Some of that may be because Trader Joe's business tactics are often very much at odds with its image as the funky shop around the corner that sources its wares from local farms and food artisans. Sometimes it does, but big, well-known companies also make many of Trader Joe's products. Those Trader Joe's pita chips? Made by Stacy's, a division of PepsiCo's (PEP, Fortune 500) Frito-Lay. On the East Coast much of its yogurt is supplied by Danone's Stonyfield Farm. And finicky foodies probably don't like to think about how Trader Joe's scale enables the chain to sell a pound of organic lemons for $2.

I love this quote about the "typical" Trader Joe's shopper:

Kevin Kelley, whose consulting firm Shook Kelley has researched Trader Joe's for its competitors, jokes that the typical shopper is the "Volvo-driving professor who could be CEO of a Fortune 100 company if he could get over his capitalist angst."

Can we say Ardmore and West End?

Pressman’s Hat

This piece about newspaper pressmen during the glory days of the newspaper business includes an illustrated guide to making a pressman's hat.  Way cool.

I also like the quotes about newspapers:

"Editor: a person employed by a newspaper, whose business it is to separate the wheat from the chaff, and to see that the chaff is printed." – E. Hubbard.

"I am unable to understand how a man of honor could take a newspaper in his hands without a shudder of disgust."- Charles Baudelaire.

"Advertisements contain the only truths to be relied on in a newspaper." - Thomas Jefferson.

» **Action item**:
Answer these questions about the excerpt on Trader Joe's and newspapers:
1. Who makes Trader Joe's pita chips?
2. What is the name of Kevin Kelley's consulting firm?
3. Which quote is attributed to Thomas Jefferson?

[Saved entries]

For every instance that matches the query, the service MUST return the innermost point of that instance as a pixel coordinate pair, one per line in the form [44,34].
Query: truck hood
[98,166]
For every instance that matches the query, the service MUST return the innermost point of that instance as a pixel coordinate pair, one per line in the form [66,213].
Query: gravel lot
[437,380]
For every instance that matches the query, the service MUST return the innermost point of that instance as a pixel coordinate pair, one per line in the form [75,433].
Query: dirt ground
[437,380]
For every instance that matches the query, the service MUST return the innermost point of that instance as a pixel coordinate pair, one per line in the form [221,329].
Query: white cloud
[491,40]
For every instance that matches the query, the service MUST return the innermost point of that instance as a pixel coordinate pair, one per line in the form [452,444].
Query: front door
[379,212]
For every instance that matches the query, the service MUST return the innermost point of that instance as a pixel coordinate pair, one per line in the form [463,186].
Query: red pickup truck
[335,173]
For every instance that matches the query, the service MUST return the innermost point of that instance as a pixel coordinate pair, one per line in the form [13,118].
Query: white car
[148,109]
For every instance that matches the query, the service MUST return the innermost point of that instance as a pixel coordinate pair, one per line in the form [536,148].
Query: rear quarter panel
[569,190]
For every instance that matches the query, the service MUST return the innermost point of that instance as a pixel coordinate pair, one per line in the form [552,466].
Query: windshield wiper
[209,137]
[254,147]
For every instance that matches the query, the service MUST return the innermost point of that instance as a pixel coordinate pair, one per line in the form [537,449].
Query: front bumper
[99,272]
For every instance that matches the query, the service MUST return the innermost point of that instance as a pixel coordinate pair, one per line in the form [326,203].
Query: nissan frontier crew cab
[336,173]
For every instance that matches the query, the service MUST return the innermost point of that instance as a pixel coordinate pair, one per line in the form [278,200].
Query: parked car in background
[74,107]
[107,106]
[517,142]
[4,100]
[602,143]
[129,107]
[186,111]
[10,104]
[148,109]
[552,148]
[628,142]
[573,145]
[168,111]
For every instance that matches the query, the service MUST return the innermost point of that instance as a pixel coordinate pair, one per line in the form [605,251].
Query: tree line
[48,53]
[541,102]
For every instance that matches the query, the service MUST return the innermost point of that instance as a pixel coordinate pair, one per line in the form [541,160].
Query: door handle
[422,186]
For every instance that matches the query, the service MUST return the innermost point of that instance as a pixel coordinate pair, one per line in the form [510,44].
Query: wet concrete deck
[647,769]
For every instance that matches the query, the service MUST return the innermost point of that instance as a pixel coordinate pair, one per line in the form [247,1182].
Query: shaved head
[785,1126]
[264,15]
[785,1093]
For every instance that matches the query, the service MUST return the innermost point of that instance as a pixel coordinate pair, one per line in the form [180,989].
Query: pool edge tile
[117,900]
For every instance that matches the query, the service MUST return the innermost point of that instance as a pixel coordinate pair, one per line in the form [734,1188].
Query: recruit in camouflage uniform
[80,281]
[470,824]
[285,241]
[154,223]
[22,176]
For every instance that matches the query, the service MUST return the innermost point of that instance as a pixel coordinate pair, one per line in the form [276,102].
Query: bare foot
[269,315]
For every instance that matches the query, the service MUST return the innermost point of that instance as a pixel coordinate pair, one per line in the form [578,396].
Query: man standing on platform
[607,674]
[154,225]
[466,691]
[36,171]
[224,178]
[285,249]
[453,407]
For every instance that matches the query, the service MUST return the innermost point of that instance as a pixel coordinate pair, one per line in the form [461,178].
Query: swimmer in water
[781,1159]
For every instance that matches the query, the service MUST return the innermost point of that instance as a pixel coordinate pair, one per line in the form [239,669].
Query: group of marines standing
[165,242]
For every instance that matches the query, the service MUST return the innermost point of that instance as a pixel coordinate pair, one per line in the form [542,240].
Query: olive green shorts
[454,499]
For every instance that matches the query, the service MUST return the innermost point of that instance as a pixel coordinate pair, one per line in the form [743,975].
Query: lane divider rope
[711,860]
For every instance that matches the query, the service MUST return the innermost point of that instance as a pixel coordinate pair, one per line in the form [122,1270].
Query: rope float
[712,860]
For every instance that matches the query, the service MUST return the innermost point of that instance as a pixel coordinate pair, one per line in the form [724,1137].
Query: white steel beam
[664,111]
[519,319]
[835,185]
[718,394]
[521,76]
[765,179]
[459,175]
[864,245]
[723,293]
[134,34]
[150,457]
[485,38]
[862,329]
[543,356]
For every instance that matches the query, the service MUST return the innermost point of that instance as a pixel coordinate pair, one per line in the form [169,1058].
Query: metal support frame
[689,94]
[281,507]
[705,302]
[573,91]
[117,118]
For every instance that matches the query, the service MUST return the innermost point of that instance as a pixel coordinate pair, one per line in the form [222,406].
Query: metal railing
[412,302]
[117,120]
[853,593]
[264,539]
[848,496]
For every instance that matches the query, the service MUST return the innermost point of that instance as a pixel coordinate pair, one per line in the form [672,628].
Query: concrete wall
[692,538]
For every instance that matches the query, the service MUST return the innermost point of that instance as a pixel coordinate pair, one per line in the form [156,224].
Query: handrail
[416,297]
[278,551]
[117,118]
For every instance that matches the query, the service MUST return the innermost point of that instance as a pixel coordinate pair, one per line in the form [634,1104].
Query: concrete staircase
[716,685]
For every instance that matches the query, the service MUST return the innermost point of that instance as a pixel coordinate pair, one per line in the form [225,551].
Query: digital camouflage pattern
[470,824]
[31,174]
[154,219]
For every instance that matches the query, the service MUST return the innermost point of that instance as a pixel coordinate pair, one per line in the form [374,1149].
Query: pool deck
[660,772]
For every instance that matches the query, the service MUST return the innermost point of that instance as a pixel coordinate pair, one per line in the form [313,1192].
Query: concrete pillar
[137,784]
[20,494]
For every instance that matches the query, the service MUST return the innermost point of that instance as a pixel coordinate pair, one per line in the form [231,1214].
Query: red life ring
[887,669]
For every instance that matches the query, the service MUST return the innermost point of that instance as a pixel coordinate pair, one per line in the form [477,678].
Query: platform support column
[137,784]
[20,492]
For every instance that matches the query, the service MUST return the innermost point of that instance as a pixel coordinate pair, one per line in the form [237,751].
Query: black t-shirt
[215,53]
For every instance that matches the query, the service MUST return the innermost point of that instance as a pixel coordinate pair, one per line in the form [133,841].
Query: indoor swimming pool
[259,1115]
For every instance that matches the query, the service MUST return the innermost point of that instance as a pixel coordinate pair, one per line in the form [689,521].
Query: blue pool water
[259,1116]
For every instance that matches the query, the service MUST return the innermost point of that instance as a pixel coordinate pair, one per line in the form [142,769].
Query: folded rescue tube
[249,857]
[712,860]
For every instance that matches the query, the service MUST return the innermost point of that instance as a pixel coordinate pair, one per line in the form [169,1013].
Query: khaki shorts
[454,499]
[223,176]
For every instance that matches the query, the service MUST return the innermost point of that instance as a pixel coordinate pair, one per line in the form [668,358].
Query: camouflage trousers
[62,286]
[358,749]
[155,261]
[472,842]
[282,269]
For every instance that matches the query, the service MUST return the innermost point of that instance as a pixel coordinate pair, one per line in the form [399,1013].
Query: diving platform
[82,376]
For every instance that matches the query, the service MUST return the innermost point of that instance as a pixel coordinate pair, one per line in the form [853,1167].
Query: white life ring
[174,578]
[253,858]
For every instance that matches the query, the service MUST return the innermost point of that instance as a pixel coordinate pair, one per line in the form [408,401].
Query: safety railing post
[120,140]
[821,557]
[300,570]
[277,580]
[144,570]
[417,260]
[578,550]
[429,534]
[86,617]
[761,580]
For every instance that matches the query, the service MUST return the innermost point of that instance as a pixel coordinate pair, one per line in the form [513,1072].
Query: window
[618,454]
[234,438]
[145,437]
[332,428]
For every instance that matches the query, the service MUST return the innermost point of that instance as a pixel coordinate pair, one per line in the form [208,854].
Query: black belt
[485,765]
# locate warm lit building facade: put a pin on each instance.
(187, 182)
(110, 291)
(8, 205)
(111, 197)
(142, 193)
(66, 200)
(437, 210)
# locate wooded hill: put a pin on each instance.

» **Reply**:
1. Stacy's, a division of PepsiCo's Frito-Lay.
2. Shook Kelley.
3. "Advertisements contain the only truths to be relied on in a newspaper."